▶ **Request**:
From the material that follows, copy out every line that contains the word "below".

▶ **Extracted entries**:
-----

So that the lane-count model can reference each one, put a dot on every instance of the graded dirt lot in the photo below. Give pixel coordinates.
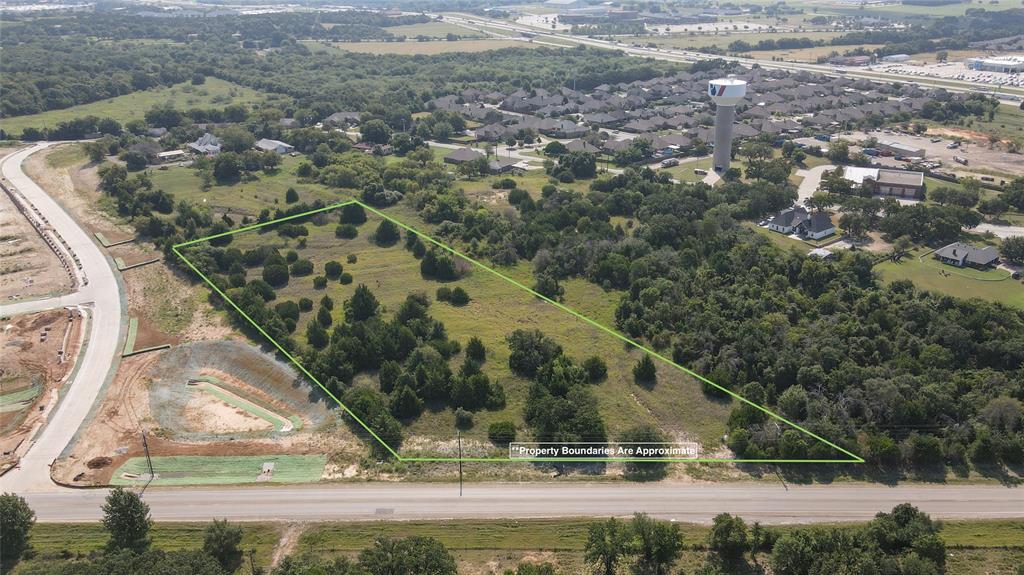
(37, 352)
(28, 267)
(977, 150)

-----

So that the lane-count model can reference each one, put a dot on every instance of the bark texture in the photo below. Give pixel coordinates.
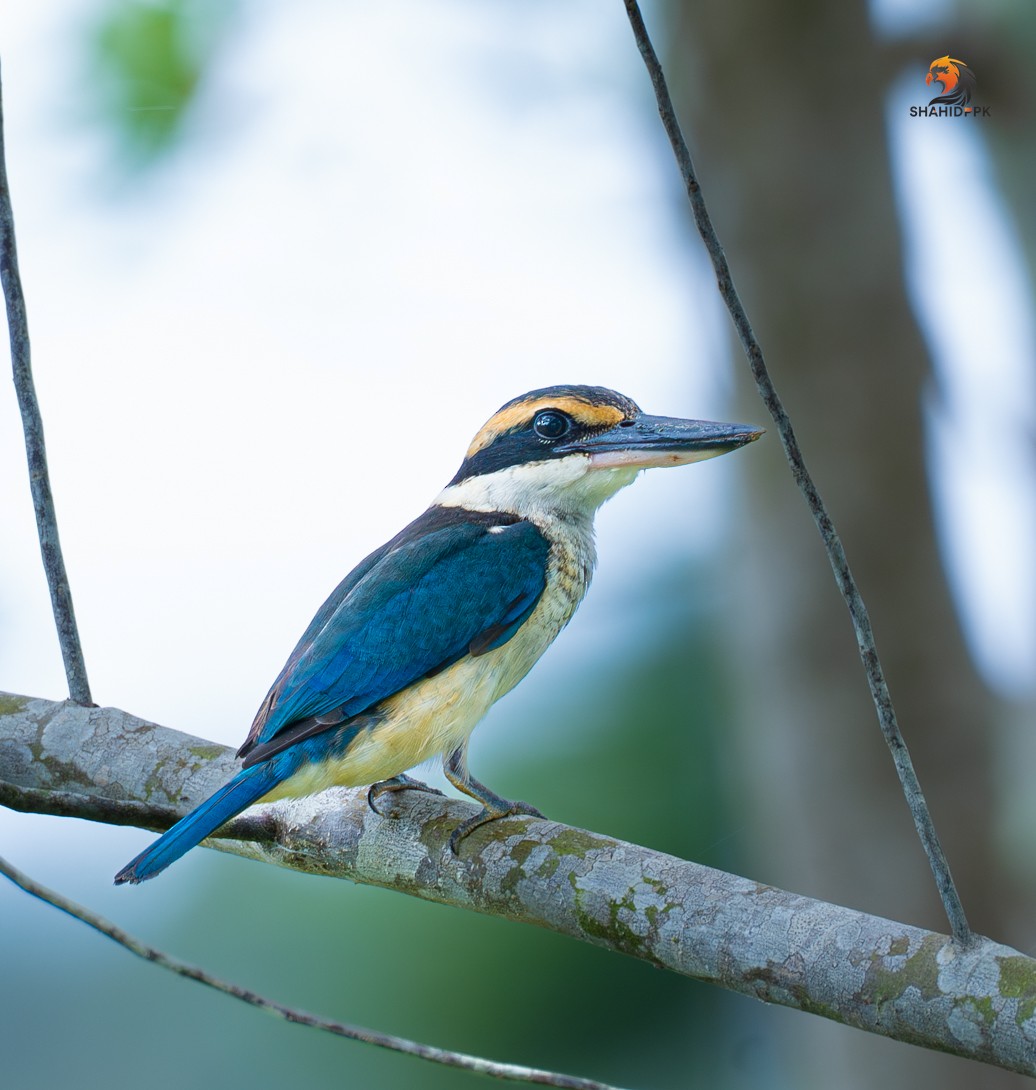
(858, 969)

-----

▶ **Answer for this exercise**:
So that the lane-count model can reference each one, put a dot on every instance of the graded dirt lot in the photo below. Give pixel coordinates.
So that the lane-count model can reference each one, put a dot on every instance of the bark texture in the photo below. Give pixel coordinates.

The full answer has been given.